▶ _Stored records_
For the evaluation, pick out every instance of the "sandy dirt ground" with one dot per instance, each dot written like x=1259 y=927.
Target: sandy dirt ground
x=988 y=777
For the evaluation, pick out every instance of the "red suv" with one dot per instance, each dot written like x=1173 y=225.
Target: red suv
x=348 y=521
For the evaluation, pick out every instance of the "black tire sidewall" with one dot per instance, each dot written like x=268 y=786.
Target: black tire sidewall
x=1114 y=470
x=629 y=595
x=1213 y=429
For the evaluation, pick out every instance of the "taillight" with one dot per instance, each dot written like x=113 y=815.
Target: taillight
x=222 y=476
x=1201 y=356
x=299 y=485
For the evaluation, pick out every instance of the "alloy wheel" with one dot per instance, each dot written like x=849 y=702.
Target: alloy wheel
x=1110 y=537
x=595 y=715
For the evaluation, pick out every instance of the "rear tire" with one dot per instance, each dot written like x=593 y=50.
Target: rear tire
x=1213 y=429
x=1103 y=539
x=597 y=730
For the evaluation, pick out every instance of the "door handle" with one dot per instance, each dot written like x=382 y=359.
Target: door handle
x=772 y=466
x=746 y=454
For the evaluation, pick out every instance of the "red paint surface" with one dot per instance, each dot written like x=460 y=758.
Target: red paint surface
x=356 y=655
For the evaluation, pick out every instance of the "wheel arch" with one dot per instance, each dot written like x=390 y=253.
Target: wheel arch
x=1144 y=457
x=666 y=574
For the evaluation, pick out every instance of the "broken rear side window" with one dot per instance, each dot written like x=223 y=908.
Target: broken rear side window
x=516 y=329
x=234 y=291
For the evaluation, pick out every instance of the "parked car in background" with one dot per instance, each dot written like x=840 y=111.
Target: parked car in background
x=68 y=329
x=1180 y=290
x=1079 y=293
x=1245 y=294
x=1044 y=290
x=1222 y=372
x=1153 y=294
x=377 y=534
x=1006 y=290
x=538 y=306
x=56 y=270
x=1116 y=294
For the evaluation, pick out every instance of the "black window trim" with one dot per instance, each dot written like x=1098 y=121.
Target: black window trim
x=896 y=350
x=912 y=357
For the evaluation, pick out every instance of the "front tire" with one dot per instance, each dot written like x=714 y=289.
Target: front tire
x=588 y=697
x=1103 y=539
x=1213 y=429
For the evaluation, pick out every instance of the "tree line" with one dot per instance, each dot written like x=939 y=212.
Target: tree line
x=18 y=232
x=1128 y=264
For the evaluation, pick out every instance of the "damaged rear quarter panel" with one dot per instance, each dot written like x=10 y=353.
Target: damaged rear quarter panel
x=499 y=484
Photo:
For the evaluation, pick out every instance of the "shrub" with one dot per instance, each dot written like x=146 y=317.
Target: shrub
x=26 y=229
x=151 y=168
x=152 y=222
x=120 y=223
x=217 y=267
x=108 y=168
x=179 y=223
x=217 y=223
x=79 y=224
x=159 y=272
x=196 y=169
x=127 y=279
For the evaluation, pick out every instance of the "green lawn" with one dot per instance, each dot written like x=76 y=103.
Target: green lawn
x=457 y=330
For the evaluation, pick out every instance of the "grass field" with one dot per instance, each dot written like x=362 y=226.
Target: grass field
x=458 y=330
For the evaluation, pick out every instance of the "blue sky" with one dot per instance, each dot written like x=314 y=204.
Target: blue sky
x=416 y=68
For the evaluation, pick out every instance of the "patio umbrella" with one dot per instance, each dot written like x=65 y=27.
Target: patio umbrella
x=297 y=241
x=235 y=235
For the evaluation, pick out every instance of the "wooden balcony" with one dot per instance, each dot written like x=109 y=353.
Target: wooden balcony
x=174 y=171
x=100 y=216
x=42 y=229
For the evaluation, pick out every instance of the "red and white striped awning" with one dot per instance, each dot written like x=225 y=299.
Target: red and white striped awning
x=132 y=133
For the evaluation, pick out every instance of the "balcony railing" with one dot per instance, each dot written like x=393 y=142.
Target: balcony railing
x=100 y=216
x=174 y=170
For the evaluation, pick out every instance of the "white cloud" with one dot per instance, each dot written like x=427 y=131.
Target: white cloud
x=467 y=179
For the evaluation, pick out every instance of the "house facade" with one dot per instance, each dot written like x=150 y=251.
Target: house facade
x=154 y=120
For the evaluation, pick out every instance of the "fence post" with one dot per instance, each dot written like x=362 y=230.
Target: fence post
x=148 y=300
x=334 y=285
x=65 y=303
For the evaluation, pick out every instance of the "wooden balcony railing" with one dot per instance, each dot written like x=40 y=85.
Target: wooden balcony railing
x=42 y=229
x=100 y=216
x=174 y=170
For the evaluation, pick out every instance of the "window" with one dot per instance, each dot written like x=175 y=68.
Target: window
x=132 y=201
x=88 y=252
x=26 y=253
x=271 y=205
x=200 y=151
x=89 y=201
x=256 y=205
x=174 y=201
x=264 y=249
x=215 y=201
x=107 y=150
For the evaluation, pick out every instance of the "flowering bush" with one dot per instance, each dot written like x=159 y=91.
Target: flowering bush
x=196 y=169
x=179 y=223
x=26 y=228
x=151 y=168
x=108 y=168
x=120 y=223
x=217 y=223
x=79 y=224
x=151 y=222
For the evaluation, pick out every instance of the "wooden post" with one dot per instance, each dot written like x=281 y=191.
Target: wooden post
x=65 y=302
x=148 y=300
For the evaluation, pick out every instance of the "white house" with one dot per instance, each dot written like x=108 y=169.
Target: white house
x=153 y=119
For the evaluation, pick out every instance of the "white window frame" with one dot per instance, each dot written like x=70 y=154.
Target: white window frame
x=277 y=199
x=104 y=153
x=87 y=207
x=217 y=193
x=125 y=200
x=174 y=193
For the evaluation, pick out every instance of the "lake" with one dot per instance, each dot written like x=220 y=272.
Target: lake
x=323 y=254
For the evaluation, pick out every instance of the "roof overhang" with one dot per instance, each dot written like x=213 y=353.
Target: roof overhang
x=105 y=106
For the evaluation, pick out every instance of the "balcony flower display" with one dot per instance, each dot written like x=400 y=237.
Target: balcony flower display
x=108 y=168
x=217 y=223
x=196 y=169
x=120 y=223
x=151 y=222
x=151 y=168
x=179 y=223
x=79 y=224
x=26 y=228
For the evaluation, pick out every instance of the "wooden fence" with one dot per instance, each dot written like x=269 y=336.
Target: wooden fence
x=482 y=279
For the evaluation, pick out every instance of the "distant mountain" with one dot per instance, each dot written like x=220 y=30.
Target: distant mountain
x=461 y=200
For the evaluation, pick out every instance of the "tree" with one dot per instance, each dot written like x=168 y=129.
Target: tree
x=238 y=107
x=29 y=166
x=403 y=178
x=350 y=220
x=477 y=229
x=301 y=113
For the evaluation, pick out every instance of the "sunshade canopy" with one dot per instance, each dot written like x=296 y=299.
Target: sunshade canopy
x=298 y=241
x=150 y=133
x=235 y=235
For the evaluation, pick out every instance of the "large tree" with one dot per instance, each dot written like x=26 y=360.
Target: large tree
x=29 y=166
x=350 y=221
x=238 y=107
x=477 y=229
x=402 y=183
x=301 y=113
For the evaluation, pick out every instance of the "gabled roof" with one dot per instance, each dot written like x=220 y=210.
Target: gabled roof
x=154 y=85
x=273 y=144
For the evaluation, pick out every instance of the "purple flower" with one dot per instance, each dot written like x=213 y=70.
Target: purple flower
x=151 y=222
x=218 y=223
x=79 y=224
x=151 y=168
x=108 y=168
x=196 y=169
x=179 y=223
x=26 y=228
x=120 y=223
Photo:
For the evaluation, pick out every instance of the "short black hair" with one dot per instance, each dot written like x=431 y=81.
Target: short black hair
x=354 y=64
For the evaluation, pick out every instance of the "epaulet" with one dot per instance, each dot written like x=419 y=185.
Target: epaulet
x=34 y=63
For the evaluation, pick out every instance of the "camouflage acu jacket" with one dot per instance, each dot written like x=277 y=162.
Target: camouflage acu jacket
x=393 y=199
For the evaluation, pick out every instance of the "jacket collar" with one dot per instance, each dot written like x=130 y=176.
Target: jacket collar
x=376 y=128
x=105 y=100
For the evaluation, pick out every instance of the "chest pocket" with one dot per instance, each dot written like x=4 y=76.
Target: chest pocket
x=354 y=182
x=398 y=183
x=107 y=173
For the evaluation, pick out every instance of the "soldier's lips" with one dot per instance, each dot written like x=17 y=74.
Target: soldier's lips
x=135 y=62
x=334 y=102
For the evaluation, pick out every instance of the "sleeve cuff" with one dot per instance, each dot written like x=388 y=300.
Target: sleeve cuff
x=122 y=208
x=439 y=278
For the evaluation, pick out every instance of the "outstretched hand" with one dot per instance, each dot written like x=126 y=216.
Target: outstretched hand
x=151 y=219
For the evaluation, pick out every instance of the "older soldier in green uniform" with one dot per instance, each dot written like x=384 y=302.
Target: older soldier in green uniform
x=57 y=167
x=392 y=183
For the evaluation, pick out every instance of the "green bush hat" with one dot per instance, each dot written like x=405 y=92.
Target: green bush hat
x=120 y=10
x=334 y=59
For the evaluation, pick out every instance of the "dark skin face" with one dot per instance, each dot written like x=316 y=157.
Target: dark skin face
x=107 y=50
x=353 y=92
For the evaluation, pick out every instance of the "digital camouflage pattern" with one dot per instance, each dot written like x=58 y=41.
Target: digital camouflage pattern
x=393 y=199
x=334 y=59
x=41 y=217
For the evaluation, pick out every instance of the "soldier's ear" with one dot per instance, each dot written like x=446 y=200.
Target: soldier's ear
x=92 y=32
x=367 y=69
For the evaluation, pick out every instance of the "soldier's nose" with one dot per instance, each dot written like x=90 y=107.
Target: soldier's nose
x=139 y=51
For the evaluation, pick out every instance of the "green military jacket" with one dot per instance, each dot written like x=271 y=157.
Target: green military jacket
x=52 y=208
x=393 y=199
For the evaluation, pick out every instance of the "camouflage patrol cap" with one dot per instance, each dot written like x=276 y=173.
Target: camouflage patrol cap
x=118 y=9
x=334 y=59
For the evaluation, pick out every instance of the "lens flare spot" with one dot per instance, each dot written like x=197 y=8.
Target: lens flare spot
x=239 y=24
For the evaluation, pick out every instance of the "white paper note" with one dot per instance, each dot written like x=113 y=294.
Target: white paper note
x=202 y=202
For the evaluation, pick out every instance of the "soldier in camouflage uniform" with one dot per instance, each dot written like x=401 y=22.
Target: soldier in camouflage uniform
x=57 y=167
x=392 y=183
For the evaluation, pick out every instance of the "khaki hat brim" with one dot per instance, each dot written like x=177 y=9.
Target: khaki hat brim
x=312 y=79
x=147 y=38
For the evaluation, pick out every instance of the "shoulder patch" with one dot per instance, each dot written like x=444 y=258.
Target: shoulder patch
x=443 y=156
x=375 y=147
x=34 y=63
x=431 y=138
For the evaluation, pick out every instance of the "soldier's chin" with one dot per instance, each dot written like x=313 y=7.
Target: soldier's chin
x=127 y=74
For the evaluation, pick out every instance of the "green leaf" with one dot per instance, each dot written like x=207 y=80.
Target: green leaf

▶ _Given instruction_
Rewrite the records from the line that has "like x=393 y=142." through the line that has "x=153 y=119", with each "flowering bush" changed to "flowering shrub" and every other part left the same.

▶ _Correct answer_
For the evaluation, pick out every instance of the "balcony railing" with one dot per instance, each dot written like x=393 y=142.
Target: balcony railing
x=100 y=216
x=174 y=170
For the evaluation, pick out every instance of the "white cloud" with one dot per instance, each dot written like x=427 y=131.
Target: white cloud
x=467 y=179
For the evaluation, pick out every instance of the "house facade" with one dot per instance, each dot written like x=150 y=251.
Target: house facade
x=154 y=120
For the evaluation, pick out every instance of the "fence post" with one dot per instance, each dot written like x=362 y=230.
Target: fence post
x=148 y=300
x=334 y=285
x=65 y=303
For the evaluation, pick out every instance of the "wooden balcony railing" with one dot per instance, each dot written like x=40 y=85.
Target: wooden balcony railing
x=42 y=229
x=100 y=216
x=174 y=170
For the evaluation, pick out every instance of the "window" with one dot per instance, each dot written like x=175 y=68.
Target: window
x=132 y=201
x=88 y=252
x=26 y=253
x=271 y=205
x=200 y=151
x=89 y=201
x=256 y=205
x=174 y=201
x=264 y=249
x=215 y=201
x=107 y=150
For the evaluation, pick out every instance of the "flowering shrub" with one dot per instance, each dot written like x=159 y=91.
Target: flowering shrub
x=196 y=169
x=179 y=223
x=26 y=228
x=151 y=168
x=108 y=168
x=120 y=223
x=217 y=223
x=79 y=224
x=151 y=222
For the evaluation, pick out every instance of the "wooden post" with one dot per instance, each dot written like x=281 y=191.
Target: wooden post
x=65 y=302
x=148 y=300
For the evaluation, pick out every instance of the "white house" with one dot per instance, each dot written like x=108 y=169.
Target: white house
x=153 y=119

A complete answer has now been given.